• REQUIREMENT: Please return the data that follows precisely as written, but without the images.

┌──

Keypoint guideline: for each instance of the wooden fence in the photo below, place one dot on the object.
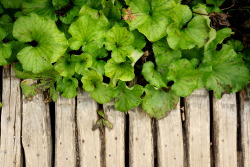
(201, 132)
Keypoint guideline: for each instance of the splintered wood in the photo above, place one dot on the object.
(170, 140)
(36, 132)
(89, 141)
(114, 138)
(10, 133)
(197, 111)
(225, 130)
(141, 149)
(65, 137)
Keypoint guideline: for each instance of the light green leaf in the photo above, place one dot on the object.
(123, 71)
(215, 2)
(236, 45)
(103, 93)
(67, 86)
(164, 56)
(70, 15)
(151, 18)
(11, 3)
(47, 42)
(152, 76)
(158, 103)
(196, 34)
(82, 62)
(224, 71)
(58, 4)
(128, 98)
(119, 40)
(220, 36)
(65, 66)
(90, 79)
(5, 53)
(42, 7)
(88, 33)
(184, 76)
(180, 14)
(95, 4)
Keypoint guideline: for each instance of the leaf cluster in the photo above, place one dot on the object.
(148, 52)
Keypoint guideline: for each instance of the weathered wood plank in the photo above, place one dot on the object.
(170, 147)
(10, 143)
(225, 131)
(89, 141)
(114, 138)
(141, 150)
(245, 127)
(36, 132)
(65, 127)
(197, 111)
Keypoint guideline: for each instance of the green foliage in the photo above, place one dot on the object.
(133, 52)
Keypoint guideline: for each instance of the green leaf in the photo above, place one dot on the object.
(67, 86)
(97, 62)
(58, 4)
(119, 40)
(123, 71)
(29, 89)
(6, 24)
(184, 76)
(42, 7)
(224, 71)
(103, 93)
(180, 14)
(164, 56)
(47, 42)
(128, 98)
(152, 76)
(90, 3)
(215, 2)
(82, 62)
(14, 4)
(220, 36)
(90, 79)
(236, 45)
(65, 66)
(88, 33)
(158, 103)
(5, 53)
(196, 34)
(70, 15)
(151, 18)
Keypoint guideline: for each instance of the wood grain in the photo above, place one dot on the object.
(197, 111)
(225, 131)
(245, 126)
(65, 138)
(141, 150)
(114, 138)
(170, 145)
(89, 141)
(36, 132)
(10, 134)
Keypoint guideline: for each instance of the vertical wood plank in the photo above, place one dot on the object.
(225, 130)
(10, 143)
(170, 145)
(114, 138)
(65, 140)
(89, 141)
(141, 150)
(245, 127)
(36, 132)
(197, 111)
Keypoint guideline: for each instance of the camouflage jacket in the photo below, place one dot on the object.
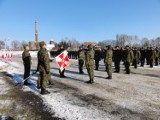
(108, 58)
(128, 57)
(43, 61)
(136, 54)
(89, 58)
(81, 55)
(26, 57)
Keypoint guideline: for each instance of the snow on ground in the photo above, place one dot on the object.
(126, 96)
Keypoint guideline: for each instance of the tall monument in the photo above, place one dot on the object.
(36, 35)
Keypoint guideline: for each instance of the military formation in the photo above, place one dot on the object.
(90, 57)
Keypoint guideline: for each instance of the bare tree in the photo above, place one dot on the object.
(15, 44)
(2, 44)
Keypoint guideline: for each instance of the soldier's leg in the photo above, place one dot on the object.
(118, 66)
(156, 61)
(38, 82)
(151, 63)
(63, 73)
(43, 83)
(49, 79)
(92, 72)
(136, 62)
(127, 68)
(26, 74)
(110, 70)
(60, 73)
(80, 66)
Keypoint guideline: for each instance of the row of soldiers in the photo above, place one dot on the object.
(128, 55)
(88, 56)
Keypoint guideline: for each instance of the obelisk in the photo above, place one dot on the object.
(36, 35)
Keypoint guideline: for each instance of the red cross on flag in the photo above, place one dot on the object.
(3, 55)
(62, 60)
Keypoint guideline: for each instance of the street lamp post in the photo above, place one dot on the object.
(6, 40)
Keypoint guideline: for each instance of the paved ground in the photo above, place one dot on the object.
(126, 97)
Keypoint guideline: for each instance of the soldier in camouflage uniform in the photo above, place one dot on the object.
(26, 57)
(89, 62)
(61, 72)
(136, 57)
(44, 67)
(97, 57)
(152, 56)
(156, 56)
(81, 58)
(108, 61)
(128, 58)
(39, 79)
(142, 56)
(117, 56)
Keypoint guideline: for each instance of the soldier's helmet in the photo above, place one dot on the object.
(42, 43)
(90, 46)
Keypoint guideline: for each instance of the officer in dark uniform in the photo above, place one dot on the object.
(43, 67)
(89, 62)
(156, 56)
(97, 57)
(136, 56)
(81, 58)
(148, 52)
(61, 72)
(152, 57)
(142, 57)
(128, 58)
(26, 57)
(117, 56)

└──

• SOLUTION:
Keypoint guideline: for each instance of the wooden fence in the photo below, place one dot on the object.
(201, 132)
Keypoint guideline: for each instance of the splintered wood in the photo above, place one dot on the object.
(170, 140)
(36, 132)
(89, 141)
(114, 138)
(10, 133)
(197, 111)
(225, 130)
(141, 149)
(65, 137)
Keypoint guideline: for each instance of the light green leaf in the photo above, place one dot on the object.
(123, 71)
(215, 2)
(236, 45)
(103, 93)
(67, 86)
(164, 56)
(70, 15)
(151, 18)
(11, 3)
(47, 42)
(152, 76)
(158, 103)
(196, 34)
(82, 62)
(224, 71)
(58, 4)
(128, 98)
(119, 40)
(220, 36)
(65, 66)
(90, 79)
(5, 53)
(42, 7)
(88, 33)
(184, 76)
(180, 14)
(95, 4)
Keypoint guideline: for each instance of the leaf cluster in the photo above, place one dot on the object.
(148, 52)
Keypoint guideline: for each instance of the weathered wood plank in the photo above, place one dot on the object.
(170, 147)
(10, 143)
(225, 131)
(89, 141)
(114, 138)
(141, 150)
(245, 127)
(36, 132)
(65, 127)
(197, 111)
Keypoint guideline: for each instance of the green foliage in the photo above, place one dot on the object.
(133, 52)
Keypoint guideline: for each instance of the green leaf in the photo above, place one dot on the object.
(67, 86)
(97, 62)
(58, 4)
(119, 40)
(123, 71)
(29, 89)
(6, 24)
(184, 76)
(42, 7)
(224, 71)
(103, 93)
(180, 14)
(164, 56)
(47, 42)
(128, 98)
(152, 76)
(90, 3)
(215, 2)
(82, 62)
(14, 4)
(220, 36)
(90, 79)
(236, 45)
(65, 66)
(88, 33)
(158, 103)
(5, 53)
(196, 34)
(70, 15)
(151, 18)
Keypoint guideline: for each instance of the wood grain in the photo above, place one dot on the object.
(197, 111)
(225, 131)
(245, 126)
(65, 138)
(141, 150)
(114, 138)
(170, 145)
(89, 141)
(36, 132)
(10, 134)
Keypoint guideline: for each instance of the vertical wood plank in the photo above, place one dot on the object.
(225, 130)
(10, 143)
(170, 145)
(114, 138)
(65, 140)
(89, 141)
(141, 150)
(245, 127)
(36, 132)
(197, 111)
Keypoint guideline: for each instance of the camouflage jacket in the photo below, place one dot on the object.
(108, 58)
(128, 57)
(43, 61)
(136, 54)
(89, 58)
(81, 55)
(26, 57)
Keypoint guideline: for each instance of the snow on ground in the photo above, place one dot on the object.
(126, 96)
Keypoint guideline: for each instance of the tall monument in the photo above, place one dot on the object.
(36, 35)
Keypoint guideline: for each instance of the military formation in the photo above, place one dot on the object.
(90, 57)
Keypoint guideline: for each instance of the bare tree in the photo above, place one dot on the object.
(15, 44)
(2, 44)
Keypoint guideline: for each instance of the soldier's leg in the photo above, place one dot on the object.
(118, 66)
(156, 61)
(38, 82)
(151, 63)
(63, 73)
(43, 83)
(49, 79)
(92, 72)
(136, 62)
(127, 68)
(26, 74)
(110, 70)
(60, 73)
(80, 66)
Keypoint guideline: for each instance of the row of soldiers in the photo above, place one dot on the object.
(128, 55)
(88, 56)
Keypoint guideline: for each instance of the obelisk in the photo above, place one dot on the object.
(36, 35)
Keypoint guideline: for each instance of the red cross on flag in the photo above, place one dot on the object.
(3, 55)
(62, 60)
Keypoint guideline: for each instance of the street lamp post in the photo above, place one dot on the object.
(6, 40)
Keypoint guideline: for each instance of the paved ground in the photo above, place one dot on the object.
(126, 97)
Keypoint guideline: for each instance of the soldier in camouflage uniform in the photo above, place one dot on the object.
(26, 57)
(89, 62)
(61, 72)
(136, 57)
(44, 67)
(97, 57)
(152, 56)
(156, 56)
(81, 58)
(108, 61)
(128, 58)
(39, 79)
(142, 56)
(117, 56)
Keypoint guideline: for each instance of the soldier's helmet in the photo above, place one dot on the object.
(42, 43)
(90, 46)
Keypoint guideline: for each instance of the officer in dark uniform in the photo above, place one dot on the object.
(43, 67)
(89, 62)
(156, 56)
(97, 57)
(136, 56)
(81, 58)
(148, 52)
(61, 72)
(152, 57)
(142, 57)
(128, 58)
(26, 57)
(117, 56)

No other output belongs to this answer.